Transcribe word for word the lines spanning the line with "Point out the dark blue" through the end of the records.

_RECORDS SHOWN:_
● ● ●
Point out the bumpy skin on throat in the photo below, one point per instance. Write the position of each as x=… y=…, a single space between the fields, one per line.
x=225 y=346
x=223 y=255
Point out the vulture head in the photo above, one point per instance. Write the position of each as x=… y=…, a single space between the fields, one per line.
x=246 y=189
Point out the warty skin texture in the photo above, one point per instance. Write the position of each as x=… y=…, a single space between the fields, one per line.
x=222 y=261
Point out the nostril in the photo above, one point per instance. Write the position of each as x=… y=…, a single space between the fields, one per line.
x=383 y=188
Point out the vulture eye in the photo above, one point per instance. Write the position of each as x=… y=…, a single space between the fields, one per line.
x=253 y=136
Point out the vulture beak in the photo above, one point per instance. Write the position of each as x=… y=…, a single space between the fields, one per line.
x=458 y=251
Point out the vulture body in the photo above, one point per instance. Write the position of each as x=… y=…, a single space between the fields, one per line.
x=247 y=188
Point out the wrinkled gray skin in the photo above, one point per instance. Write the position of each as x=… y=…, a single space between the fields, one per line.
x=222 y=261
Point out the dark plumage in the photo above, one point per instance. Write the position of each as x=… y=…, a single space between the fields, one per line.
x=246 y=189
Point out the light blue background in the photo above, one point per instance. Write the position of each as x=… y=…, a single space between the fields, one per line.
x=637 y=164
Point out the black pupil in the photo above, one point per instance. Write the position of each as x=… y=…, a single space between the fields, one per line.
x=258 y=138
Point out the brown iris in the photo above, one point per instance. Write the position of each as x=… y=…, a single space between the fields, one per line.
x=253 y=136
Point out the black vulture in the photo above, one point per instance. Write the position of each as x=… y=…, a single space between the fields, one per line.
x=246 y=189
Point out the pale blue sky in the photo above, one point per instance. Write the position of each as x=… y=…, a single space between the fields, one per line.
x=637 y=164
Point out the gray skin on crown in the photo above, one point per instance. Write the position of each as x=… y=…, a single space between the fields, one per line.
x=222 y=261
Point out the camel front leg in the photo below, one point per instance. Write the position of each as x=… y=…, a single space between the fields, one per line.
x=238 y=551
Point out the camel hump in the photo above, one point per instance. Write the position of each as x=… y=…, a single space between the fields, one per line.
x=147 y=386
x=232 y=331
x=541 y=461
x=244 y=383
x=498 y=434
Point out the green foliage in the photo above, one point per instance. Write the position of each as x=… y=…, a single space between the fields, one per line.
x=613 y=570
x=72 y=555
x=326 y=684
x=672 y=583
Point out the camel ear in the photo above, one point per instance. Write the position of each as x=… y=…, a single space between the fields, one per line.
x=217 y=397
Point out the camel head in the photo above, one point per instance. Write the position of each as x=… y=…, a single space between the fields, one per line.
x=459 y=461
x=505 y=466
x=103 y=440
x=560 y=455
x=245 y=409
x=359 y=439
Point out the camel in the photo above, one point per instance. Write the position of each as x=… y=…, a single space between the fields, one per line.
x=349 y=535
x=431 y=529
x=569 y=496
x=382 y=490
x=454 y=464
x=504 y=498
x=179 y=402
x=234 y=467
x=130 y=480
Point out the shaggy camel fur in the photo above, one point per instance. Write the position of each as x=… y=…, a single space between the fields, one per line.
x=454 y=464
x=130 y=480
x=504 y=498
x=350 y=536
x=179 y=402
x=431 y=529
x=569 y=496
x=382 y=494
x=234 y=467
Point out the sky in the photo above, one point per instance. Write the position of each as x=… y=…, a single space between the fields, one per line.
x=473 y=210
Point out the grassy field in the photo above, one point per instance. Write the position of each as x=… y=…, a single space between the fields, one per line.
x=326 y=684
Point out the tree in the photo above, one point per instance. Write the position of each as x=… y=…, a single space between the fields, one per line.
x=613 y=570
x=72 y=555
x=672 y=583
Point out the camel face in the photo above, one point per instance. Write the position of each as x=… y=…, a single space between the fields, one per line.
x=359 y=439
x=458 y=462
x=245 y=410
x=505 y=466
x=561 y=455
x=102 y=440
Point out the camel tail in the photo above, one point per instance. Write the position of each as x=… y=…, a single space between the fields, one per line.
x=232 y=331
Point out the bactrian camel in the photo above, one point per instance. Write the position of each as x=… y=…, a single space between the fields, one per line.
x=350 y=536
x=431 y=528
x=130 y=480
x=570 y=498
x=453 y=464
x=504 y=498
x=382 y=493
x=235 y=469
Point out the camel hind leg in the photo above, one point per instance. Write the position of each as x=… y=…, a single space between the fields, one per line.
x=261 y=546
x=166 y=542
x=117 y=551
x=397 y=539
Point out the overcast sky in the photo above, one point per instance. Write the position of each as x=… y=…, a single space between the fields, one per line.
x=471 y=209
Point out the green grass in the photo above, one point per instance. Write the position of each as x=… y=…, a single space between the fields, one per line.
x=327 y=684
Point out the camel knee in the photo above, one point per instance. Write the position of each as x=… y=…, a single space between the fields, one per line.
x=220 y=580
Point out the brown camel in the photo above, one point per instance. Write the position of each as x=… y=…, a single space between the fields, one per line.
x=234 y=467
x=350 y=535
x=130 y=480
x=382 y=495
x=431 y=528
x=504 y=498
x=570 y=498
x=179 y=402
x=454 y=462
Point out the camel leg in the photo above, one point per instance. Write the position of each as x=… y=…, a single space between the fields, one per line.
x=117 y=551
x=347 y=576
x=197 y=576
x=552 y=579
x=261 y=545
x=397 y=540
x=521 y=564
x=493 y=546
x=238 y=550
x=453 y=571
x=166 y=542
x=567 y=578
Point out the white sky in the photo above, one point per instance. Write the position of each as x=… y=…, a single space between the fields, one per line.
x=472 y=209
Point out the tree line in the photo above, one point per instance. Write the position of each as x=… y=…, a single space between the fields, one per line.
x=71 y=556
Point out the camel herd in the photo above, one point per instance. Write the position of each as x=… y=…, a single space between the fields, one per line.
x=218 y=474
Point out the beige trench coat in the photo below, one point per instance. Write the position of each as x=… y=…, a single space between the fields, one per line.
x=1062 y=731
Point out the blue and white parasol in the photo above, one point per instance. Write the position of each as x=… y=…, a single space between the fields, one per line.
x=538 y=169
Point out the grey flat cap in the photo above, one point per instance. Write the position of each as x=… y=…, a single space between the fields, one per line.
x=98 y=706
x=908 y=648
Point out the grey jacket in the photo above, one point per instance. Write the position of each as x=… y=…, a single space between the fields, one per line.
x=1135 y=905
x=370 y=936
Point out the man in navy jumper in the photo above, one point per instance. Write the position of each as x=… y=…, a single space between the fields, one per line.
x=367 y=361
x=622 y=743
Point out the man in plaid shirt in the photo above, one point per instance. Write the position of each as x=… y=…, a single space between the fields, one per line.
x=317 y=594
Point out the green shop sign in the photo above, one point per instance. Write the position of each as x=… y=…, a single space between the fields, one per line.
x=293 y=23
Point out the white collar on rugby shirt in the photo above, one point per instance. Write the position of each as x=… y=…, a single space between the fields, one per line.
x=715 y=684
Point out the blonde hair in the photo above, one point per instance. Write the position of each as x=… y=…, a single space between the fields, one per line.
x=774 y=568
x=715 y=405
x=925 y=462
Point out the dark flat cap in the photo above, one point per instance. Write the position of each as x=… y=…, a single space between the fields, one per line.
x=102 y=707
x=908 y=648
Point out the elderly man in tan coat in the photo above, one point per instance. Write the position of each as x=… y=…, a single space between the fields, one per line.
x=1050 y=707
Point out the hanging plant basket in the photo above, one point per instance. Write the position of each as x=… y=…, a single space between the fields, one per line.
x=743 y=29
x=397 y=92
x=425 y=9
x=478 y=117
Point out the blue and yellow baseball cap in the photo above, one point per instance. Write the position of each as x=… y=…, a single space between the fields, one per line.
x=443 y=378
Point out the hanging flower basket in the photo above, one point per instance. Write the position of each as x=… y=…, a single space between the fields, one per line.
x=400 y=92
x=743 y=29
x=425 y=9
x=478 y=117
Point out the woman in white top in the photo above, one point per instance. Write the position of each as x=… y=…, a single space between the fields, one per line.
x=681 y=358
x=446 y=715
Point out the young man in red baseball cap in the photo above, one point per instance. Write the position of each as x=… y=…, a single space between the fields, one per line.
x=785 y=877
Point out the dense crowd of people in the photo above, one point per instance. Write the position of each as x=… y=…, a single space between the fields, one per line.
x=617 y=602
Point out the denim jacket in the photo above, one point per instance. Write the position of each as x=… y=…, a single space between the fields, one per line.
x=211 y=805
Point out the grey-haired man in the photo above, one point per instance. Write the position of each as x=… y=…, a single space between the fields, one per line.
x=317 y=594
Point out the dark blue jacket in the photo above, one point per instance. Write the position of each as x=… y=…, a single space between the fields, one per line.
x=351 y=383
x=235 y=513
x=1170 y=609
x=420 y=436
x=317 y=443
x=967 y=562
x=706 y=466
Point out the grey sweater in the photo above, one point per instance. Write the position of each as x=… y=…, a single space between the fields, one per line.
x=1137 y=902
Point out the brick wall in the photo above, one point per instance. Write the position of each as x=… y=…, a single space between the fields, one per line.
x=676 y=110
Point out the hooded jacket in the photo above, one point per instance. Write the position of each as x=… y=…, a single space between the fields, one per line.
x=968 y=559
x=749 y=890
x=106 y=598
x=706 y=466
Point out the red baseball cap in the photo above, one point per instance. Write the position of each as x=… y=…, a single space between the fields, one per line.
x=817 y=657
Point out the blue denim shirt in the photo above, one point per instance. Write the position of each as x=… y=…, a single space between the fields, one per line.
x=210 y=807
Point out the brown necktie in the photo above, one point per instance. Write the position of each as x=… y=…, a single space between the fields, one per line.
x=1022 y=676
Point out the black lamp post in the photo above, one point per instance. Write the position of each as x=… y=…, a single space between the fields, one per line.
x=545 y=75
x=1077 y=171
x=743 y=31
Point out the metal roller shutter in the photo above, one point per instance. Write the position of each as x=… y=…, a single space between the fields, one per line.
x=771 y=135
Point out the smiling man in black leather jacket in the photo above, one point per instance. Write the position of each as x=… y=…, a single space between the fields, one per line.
● ● ●
_OUTPUT FOR THIS TASK:_
Point out the dark blue jacket in the photo above, one point per instance. Write the position of each as x=… y=…, a single space between the fields, one per line.
x=351 y=383
x=235 y=513
x=1170 y=609
x=420 y=436
x=317 y=443
x=967 y=562
x=706 y=466
Point out the grey sweater in the photo above, one point per instance. Write the position of each as x=… y=…, a single space between the fields, one per line.
x=1137 y=902
Point out the brick wall in the photo above, one point per instance. Write the position of each as x=… y=…, a single space between the fields, one per line.
x=676 y=110
Point out the hooded jacket in the photo above, one point per instance. Write the position of each as x=… y=…, a single space between the fields, one per line.
x=968 y=559
x=749 y=890
x=106 y=598
x=706 y=466
Point out the red baseball cap in the photo above, one point per instance. Write the position of each as x=… y=…, a single space between the fields, one per line.
x=817 y=657
Point out the blue denim shirt in the photo above, one point per instance. Write the position of each as x=… y=…, a single space between the fields, one per line.
x=210 y=807
Point out the brown necktie in the photo above, one point per instance. Write the position of each as x=… y=…, a single space between the fields, one per line.
x=1022 y=676
Point out the black lamp post in the photo above, one point per instance. Write the position of each as x=… y=…, a single space between the fields, one per line.
x=545 y=75
x=1077 y=171
x=743 y=31
Point out the metal roller shutter in the photo above, one point per instance. Write the position of each as x=… y=…, a single space between the fields, one per line.
x=771 y=135
Point out the smiling man in black leather jacket in the photo above, one point per instance. Write the position of each as x=… y=…, a single space between the fields, one per line.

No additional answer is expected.